I'm a little bit confused about how GridSearchCV works with Train Test Split.
As far as I know, when creating models for the dataset I'm using, a paper used roc-auc.
I'm trying to replicate what this paper did, at least as well as I can. From reading a few other posts here, I've gathered that running GridSearchCV on the entire dataset is prone to overfitting, so we should split the data into a training partition and a testing partition. Then, we should run the training partition with GridSearchCV with whatever model and parameters, and then fit it, and then get a score using the test part of the dataset we set aside.
Now where I'm confused is with GridSearchCV, as far as I understand, it gives us scores for each of the folds that the data is split into when doing the search for parameters and using best_score_ we can pull the best of these scores. I don't understand what the scores represent and why you can pass in a scoring parameter to begin with, since the job of GridSearchCV is to always find the best possible parameters anyways? (Perhaps I'm making a poor assumption here but I'm assuming that there is an objective best set of parameters, regardless of scoring method). What I figured was that I would find the best parameters with GridSearchCV and then use the said parameters to create fit a model, and finally use that model and the partition I saved for testing and test it using the roc-auc scoring method.
So in the end, does it matter (if at all) what scoring methods I'm passing into GridSearchCV, as it will always look to give the best set of parameters anyways, which I will use to compute my final score with the testing partition?
This document may help.
Here you see that the scoring parameter allows you to have various metrics, such as roc_auc. See here all Scikit's metrics.

• Given exercise: Rewrite the GridSearchCV post from "As far as I know, when" up to and including "we set aside.", updating it so that "study" replaces "paper".

[Pointing dataset entries]
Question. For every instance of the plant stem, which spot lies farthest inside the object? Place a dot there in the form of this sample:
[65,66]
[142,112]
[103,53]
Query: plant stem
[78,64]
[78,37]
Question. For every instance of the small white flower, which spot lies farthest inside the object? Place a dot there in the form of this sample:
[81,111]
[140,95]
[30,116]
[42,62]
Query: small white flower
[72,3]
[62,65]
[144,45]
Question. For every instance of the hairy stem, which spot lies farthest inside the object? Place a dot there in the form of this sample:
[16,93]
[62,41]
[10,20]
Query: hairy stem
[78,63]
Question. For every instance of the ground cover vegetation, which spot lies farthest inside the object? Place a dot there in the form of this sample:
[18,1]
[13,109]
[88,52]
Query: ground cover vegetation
...
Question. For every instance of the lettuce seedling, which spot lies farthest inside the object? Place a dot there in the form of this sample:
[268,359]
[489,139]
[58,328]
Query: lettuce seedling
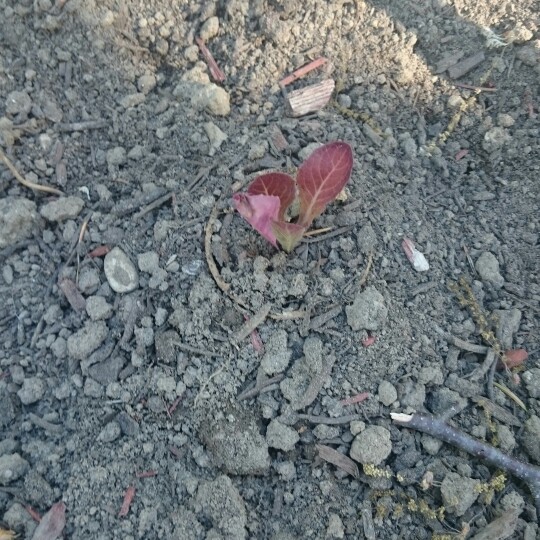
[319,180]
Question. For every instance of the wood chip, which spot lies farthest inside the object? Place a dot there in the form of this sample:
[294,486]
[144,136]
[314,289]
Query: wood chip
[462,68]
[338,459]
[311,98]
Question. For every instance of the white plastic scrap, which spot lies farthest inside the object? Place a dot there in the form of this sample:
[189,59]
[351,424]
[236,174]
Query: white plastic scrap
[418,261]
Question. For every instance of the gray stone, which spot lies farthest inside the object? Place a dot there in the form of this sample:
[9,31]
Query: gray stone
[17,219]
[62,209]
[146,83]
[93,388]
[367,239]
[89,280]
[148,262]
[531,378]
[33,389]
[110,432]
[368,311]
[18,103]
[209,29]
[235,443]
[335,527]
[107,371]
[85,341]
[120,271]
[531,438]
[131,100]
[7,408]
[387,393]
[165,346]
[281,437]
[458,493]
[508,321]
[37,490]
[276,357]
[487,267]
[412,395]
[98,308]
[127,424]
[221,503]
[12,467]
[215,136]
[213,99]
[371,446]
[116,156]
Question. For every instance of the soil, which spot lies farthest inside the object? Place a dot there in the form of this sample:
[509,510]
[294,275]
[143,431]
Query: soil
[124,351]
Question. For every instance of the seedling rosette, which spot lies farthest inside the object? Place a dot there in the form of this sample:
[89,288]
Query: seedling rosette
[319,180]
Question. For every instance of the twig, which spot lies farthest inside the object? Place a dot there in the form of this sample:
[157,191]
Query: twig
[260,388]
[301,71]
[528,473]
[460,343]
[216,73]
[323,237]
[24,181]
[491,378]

• Finished exercise:
As far as I know, when creating models for the dataset I'm using, a study used roc-auc.
I'm trying to replicate what this study did, at least as well as I can. From reading a few other posts here, I've gathered that running GridSearchCV on the entire dataset is prone to overfitting, so we should split the data into a training partition and a testing partition. Then, we should run the training partition with GridSearchCV with whatever model and parameters, and then fit it, and then get a score using the test part of the dataset we set aside.